WHAT IS EXPECTED =>
Return the entries below verbatim, from their first line through the line containing "(1310, 134)", with both ends included. Omit the pictures from your output.

[Coordinate annotation entries]
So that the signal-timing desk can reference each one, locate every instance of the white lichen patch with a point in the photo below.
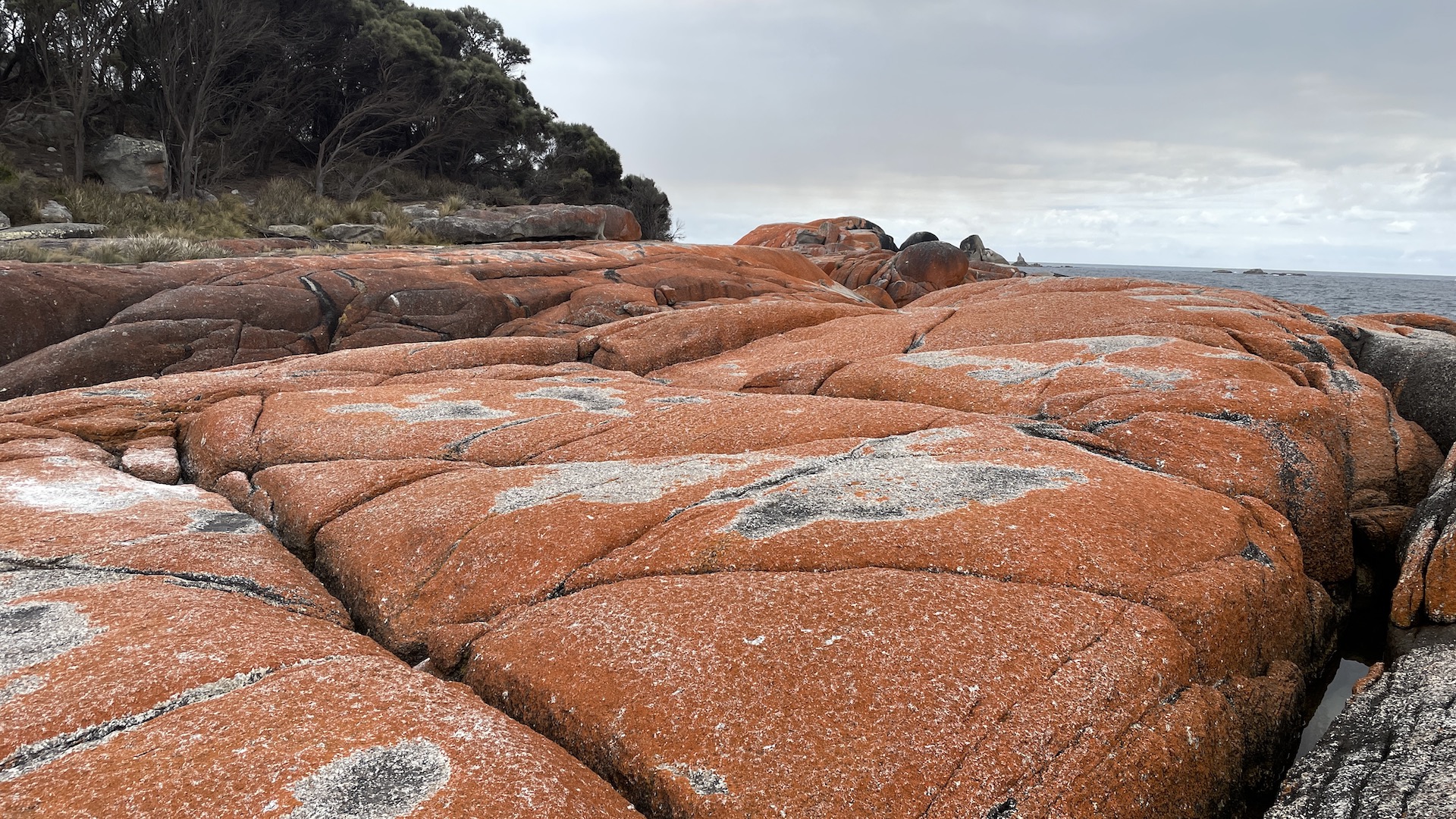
(91, 491)
(39, 632)
(115, 392)
(428, 410)
(601, 400)
(880, 482)
(623, 482)
(375, 783)
(1009, 372)
(702, 780)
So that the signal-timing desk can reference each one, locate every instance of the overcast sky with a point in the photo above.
(1310, 134)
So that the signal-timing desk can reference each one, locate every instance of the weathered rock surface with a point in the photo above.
(701, 521)
(52, 231)
(1426, 589)
(1414, 356)
(80, 325)
(55, 213)
(1391, 754)
(131, 165)
(517, 223)
(364, 234)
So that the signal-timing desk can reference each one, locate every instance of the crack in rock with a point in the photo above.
(623, 482)
(881, 480)
(39, 632)
(375, 783)
(92, 491)
(601, 400)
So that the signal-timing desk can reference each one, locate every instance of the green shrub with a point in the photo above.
(143, 215)
(152, 249)
(30, 253)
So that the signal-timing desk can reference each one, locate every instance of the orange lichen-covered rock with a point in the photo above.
(82, 515)
(207, 314)
(870, 692)
(1427, 583)
(136, 695)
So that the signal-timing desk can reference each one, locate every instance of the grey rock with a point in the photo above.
(131, 165)
(291, 231)
(419, 212)
(55, 213)
(1392, 754)
(367, 234)
(979, 253)
(57, 231)
(533, 222)
(1419, 369)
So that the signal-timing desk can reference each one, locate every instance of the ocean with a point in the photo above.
(1337, 293)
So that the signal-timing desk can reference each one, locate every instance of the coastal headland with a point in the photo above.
(810, 525)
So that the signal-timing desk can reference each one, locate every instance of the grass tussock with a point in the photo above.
(30, 253)
(140, 215)
(152, 249)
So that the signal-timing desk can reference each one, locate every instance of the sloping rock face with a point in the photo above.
(1414, 356)
(1391, 754)
(131, 165)
(859, 256)
(1021, 548)
(79, 325)
(517, 223)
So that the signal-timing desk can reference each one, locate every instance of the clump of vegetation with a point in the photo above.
(367, 95)
(30, 253)
(140, 215)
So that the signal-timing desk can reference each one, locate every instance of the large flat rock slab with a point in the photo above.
(1391, 754)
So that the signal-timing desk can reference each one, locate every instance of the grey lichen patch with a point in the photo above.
(425, 411)
(91, 491)
(702, 780)
(883, 480)
(38, 754)
(375, 783)
(587, 398)
(223, 522)
(1011, 372)
(622, 482)
(115, 392)
(19, 687)
(1254, 554)
(39, 632)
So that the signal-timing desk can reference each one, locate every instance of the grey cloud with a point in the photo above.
(1280, 133)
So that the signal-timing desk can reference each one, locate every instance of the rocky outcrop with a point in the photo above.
(715, 534)
(182, 316)
(55, 213)
(517, 223)
(52, 231)
(1391, 752)
(1426, 591)
(362, 234)
(131, 165)
(1414, 356)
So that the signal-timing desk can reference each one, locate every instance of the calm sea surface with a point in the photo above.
(1337, 293)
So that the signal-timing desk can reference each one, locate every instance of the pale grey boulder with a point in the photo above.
(364, 234)
(55, 213)
(131, 165)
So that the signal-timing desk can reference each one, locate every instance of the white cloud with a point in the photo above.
(1263, 133)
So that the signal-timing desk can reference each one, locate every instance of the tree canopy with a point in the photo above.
(350, 89)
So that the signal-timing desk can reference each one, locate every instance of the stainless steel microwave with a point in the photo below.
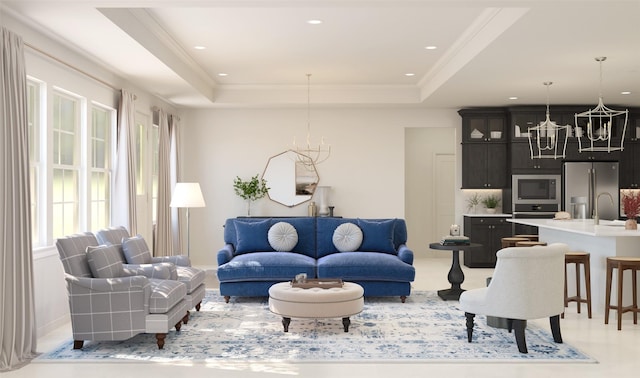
(536, 189)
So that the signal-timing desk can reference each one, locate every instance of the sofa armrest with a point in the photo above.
(163, 271)
(225, 254)
(179, 260)
(405, 254)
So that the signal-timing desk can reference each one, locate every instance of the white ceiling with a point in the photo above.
(487, 50)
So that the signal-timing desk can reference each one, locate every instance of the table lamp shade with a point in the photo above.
(187, 194)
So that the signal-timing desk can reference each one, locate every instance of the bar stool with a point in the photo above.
(622, 264)
(528, 237)
(511, 241)
(578, 258)
(529, 243)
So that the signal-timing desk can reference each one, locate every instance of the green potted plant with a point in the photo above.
(491, 202)
(472, 203)
(251, 190)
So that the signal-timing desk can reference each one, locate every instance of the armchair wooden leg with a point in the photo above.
(470, 317)
(160, 339)
(555, 328)
(519, 326)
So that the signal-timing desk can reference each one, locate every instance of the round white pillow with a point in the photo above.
(282, 237)
(347, 237)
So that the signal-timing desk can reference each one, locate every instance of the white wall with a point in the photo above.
(366, 169)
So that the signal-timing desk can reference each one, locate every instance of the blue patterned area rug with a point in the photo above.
(424, 329)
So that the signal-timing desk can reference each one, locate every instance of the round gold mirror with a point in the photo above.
(291, 177)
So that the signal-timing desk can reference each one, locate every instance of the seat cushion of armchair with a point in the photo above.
(259, 266)
(165, 294)
(365, 266)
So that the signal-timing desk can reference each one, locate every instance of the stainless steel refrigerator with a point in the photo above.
(583, 182)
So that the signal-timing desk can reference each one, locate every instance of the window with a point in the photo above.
(71, 152)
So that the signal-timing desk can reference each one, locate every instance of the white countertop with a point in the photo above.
(581, 226)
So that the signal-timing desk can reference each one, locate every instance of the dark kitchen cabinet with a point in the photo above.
(484, 149)
(487, 231)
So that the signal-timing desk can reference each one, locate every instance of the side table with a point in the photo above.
(455, 276)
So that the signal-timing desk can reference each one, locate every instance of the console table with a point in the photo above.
(455, 276)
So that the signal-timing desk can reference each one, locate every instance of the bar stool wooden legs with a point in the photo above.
(578, 258)
(622, 264)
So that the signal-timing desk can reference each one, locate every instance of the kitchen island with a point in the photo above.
(607, 239)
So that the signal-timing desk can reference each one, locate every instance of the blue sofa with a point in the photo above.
(248, 265)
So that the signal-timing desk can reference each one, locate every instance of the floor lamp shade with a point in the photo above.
(187, 194)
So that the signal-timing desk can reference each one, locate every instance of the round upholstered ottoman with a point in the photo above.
(335, 302)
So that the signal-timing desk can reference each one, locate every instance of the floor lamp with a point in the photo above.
(187, 195)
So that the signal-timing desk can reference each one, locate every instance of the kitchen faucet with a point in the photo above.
(596, 219)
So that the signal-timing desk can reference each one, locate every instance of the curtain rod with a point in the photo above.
(46, 54)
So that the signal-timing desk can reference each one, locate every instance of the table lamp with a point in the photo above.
(187, 195)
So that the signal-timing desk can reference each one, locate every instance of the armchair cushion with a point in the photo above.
(377, 236)
(347, 237)
(282, 237)
(135, 250)
(252, 236)
(105, 261)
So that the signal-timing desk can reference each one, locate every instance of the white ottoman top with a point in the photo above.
(283, 291)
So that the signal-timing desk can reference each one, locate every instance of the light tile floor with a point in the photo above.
(617, 352)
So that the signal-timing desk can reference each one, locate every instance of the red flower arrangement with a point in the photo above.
(631, 204)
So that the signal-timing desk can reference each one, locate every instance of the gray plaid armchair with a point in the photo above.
(136, 251)
(109, 301)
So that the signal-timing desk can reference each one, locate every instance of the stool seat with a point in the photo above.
(511, 241)
(622, 264)
(578, 258)
(528, 237)
(529, 243)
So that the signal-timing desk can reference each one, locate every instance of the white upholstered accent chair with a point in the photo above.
(110, 302)
(136, 251)
(527, 283)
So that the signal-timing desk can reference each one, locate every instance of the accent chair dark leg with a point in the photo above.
(519, 326)
(555, 329)
(346, 322)
(470, 317)
(160, 339)
(285, 323)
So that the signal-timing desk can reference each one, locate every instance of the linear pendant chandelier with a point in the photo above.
(550, 138)
(600, 123)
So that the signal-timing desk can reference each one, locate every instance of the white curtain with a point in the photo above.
(17, 309)
(163, 236)
(174, 174)
(124, 199)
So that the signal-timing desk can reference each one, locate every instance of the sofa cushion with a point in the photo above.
(282, 237)
(266, 266)
(105, 261)
(136, 250)
(365, 266)
(252, 236)
(377, 235)
(347, 237)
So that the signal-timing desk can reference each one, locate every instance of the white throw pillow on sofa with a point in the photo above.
(347, 237)
(283, 237)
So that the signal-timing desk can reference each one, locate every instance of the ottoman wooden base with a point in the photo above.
(316, 303)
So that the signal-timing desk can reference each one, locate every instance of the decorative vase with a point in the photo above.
(631, 224)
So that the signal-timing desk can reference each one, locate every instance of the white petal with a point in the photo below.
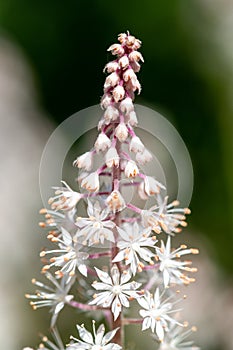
(85, 335)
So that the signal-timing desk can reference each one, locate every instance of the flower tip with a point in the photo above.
(187, 211)
(43, 211)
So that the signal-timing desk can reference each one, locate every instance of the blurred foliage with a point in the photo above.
(184, 77)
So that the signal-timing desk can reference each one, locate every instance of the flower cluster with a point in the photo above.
(112, 255)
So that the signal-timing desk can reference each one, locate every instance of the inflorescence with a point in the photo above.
(113, 259)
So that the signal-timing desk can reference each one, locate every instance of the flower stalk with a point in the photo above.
(114, 256)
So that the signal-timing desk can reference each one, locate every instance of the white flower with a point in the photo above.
(96, 228)
(144, 157)
(116, 49)
(131, 169)
(102, 142)
(136, 145)
(56, 298)
(112, 158)
(116, 290)
(152, 186)
(111, 66)
(126, 106)
(164, 216)
(132, 42)
(111, 114)
(133, 85)
(106, 100)
(129, 75)
(123, 62)
(136, 56)
(91, 182)
(97, 341)
(174, 339)
(118, 93)
(156, 313)
(172, 268)
(121, 132)
(132, 118)
(111, 80)
(84, 161)
(115, 201)
(133, 245)
(65, 199)
(70, 258)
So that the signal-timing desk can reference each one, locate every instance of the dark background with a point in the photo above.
(187, 76)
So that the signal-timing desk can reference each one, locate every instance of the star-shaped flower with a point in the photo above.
(96, 228)
(65, 199)
(156, 313)
(163, 216)
(71, 256)
(170, 265)
(134, 245)
(56, 298)
(97, 341)
(116, 290)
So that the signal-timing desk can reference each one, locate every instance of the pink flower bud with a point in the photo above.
(106, 100)
(126, 105)
(152, 186)
(136, 145)
(115, 202)
(112, 158)
(84, 161)
(132, 119)
(91, 182)
(118, 93)
(102, 142)
(111, 114)
(129, 75)
(144, 157)
(122, 37)
(135, 56)
(123, 62)
(121, 132)
(111, 67)
(116, 49)
(131, 169)
(112, 80)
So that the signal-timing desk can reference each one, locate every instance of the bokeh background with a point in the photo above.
(51, 58)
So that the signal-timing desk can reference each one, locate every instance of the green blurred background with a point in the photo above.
(187, 76)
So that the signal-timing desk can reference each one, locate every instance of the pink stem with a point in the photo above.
(127, 321)
(99, 255)
(134, 208)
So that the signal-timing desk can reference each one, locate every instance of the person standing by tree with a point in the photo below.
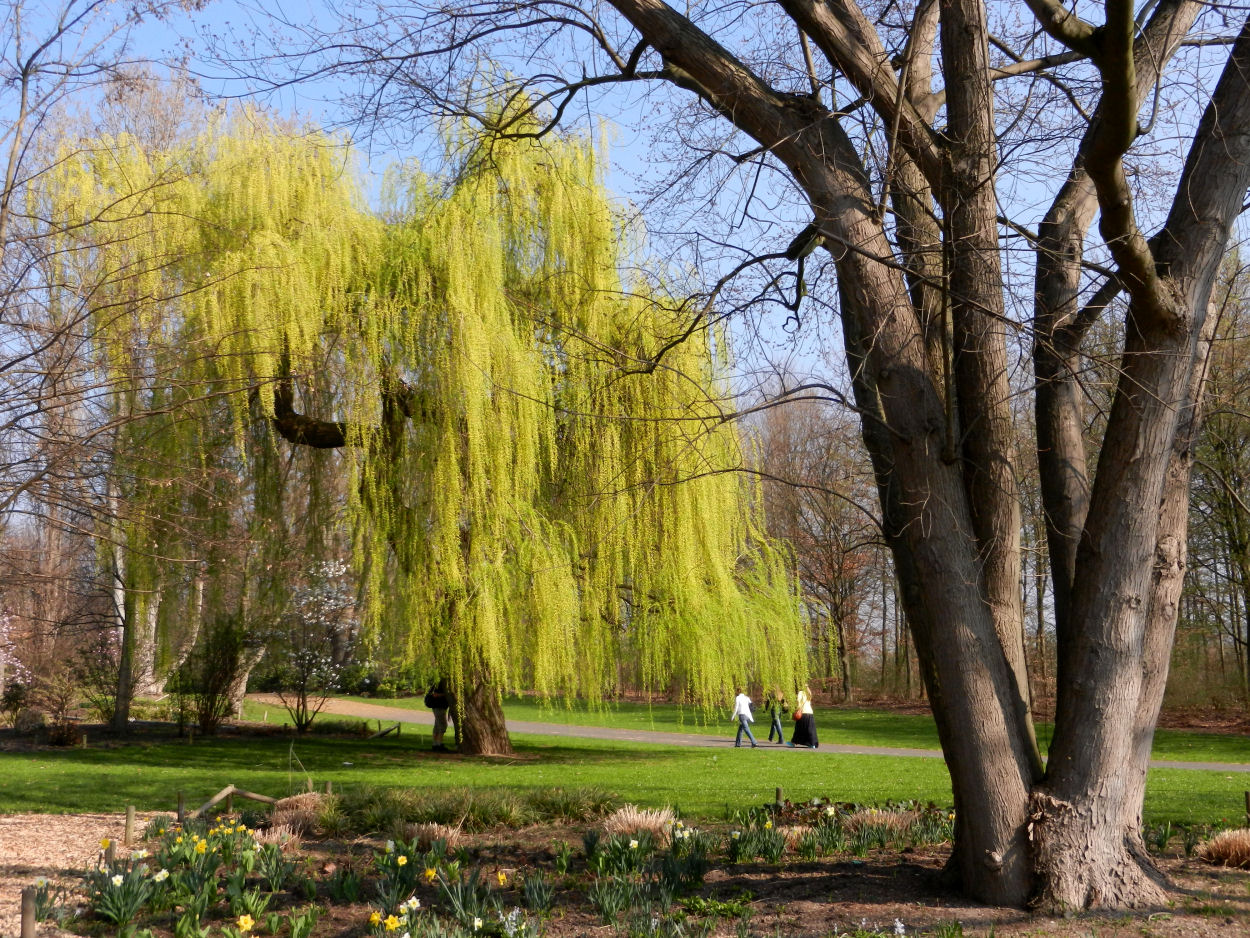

RESPONSE =>
So that the signal-timing desk can reference each one, locate every instance of the white lichen patch with a point in the photo below.
(91, 491)
(39, 632)
(115, 392)
(428, 410)
(601, 400)
(880, 482)
(623, 482)
(375, 783)
(1009, 372)
(702, 780)
So that the signal-timing desk can reference each one, locate every instance of the overcast sky with a point in the photo above.
(1310, 134)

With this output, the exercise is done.